_TUJUAN TUGAS_
Tuliskan lanjutan artikel tentang lima bulan kepemimpinan Hidayat-Sigit di Palu, dimulai setelah kalimat terakhir yang ada.

Lima Bulan Hidayat-Sigit
PALU, PE – Lima bulan pasca dilantik, pasangan Hidayat-Sigit terus ngebut membenahi bengkalai kota. Banyak masalah perkotaan yang menjadi pekerjaan rumah pasangan yang dilantik 17 Februari 2016 lalu itu. Sejumlah pihak menyoroti pasangan walikota dan wakilnya, dianggap belum memperlihatkan kinerja menjanjikan sejak dilantik. Setumpuk masalah masih menjadi problem serius, belum mendapat jalan keluar entah sampai kapan. Di media sosial maupun pada sejumlah diskusi informal, sinisme publik kerap terdengar. Mereka tak puas dengan performance walikota dan wakilnya memimpin kota berpenduduk hampir 400 ribu jiwa ini.
Asrul Rahman (33) pengusaha konstruksi yang pernah mengurus izin di Pemkot mengaku birokrasi perizinan yang masih rumit. Sekalipun sistemnya sudah baik namun mental pengelolanya masih bermasalah. Masalah lainnya soal perparkiran. Di tengah managemen perparkiran yang semrawut muncul wacana pemerintah menaikkan tarif parkir.
Konon ini sebagai alat paksa agar warga beralih ke model parkir berlangganan. Kebijakan ini banyak dicibir di linimasa sejumlah media sosial. Melihat kesemrawutan dan mentalitas juru parkir, tawaran parkir berlangganan disebut tak cukup efektif. Selanjutnya masalah pasar tumpah. Ini telah menjadi pemandangan jamak, ketika badan jalan disesaki warga yang berbelanja kebutuhan rumah. Mereka ikut berkontribusi bahkan telah menciptakan kemacetan di sejumlah ruas jalan.
Tak terhitung, berapa kali petugas Pol PP turun menertibkan pasar tumpah ini tak kunjung membuahkan hasil. Keberadaan Pol PP tampak tidak efektif memainkan tupoksinya sebagai ujung tombak pemerintah menegakan peraturan daerah. Konon, sejumlah oknum ini ”main mata” dengan pedagang, menyebabkan jumlah pasar tumpah terus bermunculan di segala sudut kota. Wartawan Palu Ekspres yang ngepos di DPRD Palu pernah menerima curhatan dari ibu-ibu pelaku pasar tumpah ini.
Para ibu ibu ini mengaku menyetor dalam jumlah tertentu agar usahanya tetap lolos dari jerat razia. Ini ironis karena pada saat yang bersamaan banyak bangunan pasar milik pemerintah yang kosong melompong, terbengkalai, tidak termanfaatkan. Belum lagi soal sampah. Namun warisan turun temurun ini secara perlahan mulai menemui solusinya ketika pemerintah mengambil kebijakan – agar masalah sampah cukup diselesaikan di tingkat kelurahan. Masih banyak persoalan publik lainnya yang membutuhkan penanganan secara cepat dan tepat.

_BAHAN_
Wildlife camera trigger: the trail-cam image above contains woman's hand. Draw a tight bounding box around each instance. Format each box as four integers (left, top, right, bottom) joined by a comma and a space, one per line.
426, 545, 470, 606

_KELUARAN YANG DIHARAPKAN_
Namun di antara problem akut perkotaan tersebut, warga Palu khususnya para orang tua tersenyum semringah, ketika Walikota Palu Hidayat mengharamkan sekolah mengambil sepeserpun dari kantong orang tua saat penerimaan murid baru. Hidayat sendiri saat halal bihalal dengan relawan pendukungnya di kediamannya belum lama ini, sempat menyentil kebijakan populisnya ini.
”Saya tidak bisa memberikan kalian uang tunai, tapi saya bisa memberikan warga kota dengan kebijakan yang pro poor. Salah satunya soal ini. (larangan pungutan),”. Sekalipun mengharamkan pungutan, Hidayat tetap membuka peluang sumbangan dari pihak orang tua kepada sekolah. Alasannya, ada aturan yang memungkinkan adanya sumbangan. Syaratnya, besaran sumbangan tidak boleh ditentukan. Tetapi harus berdasarkan kemampuan dan kemanisan hati. (Palu Eskpres 11 Juli 2016).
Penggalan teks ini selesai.